## TEXT EXCERPT
+ + + + +

Assassinations, successful or attempted, are rare things in Britain, but when they happen there is a reasonable chance that a Russian will be involved. Russia is a far less violent place than it was even five years ago, but for the many criminal entities in that vast country, some rooted deeply in government, there are still vendettas to be pursued and inconvenient people to be rubbed out. The fact that the target has sought shelter in the United Kingdom may serve as a deterrent to a would-be assassin, but it would not put them off completely.

Britain is home to 300,000 Russians, and London in particular has benefited from an influx of billionaires and millionaires grown fat on the privatisation of Russia’s state assets in the Nineties. Some 100 Russian millionaires accounted for a quarter of Tier 1 UK visas in the year to June. The privileged permits allow long-term, non-domicile residence here in return for a minimum investment in British property, shares and bonds of £1 million.

But these people also bring their histories, their fears and feuds. Little is done in the way of background checks on applicants for Tier 1 status, and so large has been the influx of rich Russians that there is concern about their increasing involvement in British institutions. The Secret Intelligence Service, MI6, is known to consider this a significant potential threat.

The Russian rich are drawn to London by its relative safety, lack of official corruption, fair courts, good schools, varied shopping and sophisticated financial services allowing access to offshore tax havens. Russian patronage of the British capital has boosted property values in fashionable parts of west London even in a period of austerity.

“The Russian buyer is still hugely important to the top of the London market,” says Liam Bailey, head of residential research at the estate agents Knight Frank. “In the £5 million to £10 million market Russians account for 10 per cent, and above £10 million their share rises to around 17 per cent. Some buy outside London but they tend to stay in the Surrey ‘estates’ – places like Wentworth and St George’s Hill.”

Disputes between Russian “businessmen” are nowadays more likely to be settled in the courts than at the point of a gun, but occasionally the old rules of the “Wild East” apply. In March this year, German Gorbuntsov, a Russian banker, was shot six times at close range as he approached his flat in London’s Canary Wharf. He survived the assassination attempt, later blaming it on former business associates in his home country.

Criminality and officialdom in Russia are intimately linked and it is difficult to separate the two when examining murders. The country’s bureaucracy is not one monolithic structure but a host of competing interests with ties to business and the underworld. Some killings, however, suggest higher direction.

In the eyes of Vladimir Putin, president of the Russian Federation, Britain’s willingness to provide sanctuary for that group of disaffected Russians known as the London Circle, headed by his friend-turned-mortal-enemy Boris Berezovsky, makes it a hostile power. Anglo-Russian diplomatic relations plunged into deep freeze in 2006 when Alexander Litvinenko, a former KGB officer and fugitive from the Putin regime, was poisoned with the radioactive isotope polonium 210. Litvinenko, who is believed to have been paid a stipend by British intelligence during his exile, lived for three weeks after poison was slipped into his tea in a restaurant in the West End. Berezovsky, who has declared his intention to overthrow Putin, was the next target. A plot to kill him at the Hilton Hotel in London in June 2007 was foiled by the Security Service, MI5.

+ + + + +

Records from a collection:

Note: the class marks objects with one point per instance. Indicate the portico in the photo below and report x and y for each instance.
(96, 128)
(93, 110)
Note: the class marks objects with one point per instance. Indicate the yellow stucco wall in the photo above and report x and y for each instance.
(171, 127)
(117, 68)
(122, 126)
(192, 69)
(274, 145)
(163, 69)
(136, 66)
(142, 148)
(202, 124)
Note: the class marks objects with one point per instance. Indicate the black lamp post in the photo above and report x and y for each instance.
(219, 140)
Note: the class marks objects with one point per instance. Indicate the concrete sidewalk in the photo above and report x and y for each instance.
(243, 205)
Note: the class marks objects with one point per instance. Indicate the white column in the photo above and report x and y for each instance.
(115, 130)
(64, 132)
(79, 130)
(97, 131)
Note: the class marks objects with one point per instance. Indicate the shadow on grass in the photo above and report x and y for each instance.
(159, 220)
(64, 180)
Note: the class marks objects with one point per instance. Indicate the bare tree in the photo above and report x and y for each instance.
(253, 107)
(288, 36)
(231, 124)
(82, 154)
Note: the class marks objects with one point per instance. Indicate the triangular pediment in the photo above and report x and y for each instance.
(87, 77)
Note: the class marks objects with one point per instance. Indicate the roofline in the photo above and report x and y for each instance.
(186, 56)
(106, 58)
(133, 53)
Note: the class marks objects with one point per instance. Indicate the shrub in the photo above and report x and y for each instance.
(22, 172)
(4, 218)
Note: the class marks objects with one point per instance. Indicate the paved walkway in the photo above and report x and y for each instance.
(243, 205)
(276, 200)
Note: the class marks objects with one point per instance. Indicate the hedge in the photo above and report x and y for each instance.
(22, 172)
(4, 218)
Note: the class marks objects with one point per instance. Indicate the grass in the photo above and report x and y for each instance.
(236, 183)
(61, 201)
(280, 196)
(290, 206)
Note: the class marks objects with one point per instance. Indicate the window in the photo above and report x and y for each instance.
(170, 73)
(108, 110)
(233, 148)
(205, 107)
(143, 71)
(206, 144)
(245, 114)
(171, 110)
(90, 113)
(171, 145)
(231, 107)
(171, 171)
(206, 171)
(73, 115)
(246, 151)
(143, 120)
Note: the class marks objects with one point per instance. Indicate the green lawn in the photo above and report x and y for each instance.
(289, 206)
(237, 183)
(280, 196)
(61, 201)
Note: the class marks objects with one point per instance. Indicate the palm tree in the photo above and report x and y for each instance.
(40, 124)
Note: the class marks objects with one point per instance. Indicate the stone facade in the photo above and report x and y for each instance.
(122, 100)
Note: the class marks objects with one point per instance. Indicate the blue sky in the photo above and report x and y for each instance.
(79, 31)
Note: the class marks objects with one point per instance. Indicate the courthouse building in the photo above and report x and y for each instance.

+ + + + +

## YOUR GOAL
Reproduce word for word the portion of the text on Russians in Britain that begins at the words "In the eyes" and stops after the words "Security Service, MI5.". The records are not needed for this work.

## ANSWER TO THIS EXERCISE
In the eyes of Vladimir Putin, president of the Russian Federation, Britain’s willingness to provide sanctuary for that group of disaffected Russians known as the London Circle, headed by his friend-turned-mortal-enemy Boris Berezovsky, makes it a hostile power. Anglo-Russian diplomatic relations plunged into deep freeze in 2006 when Alexander Litvinenko, a former KGB officer and fugitive from the Putin regime, was poisoned with the radioactive isotope polonium 210. Litvinenko, who is believed to have been paid a stipend by British intelligence during his exile, lived for three weeks after poison was slipped into his tea in a restaurant in the West End. Berezovsky, who has declared his intention to overthrow Putin, was the next target. A plot to kill him at the Hilton Hotel in London in June 2007 was foiled by the Security Service, MI5.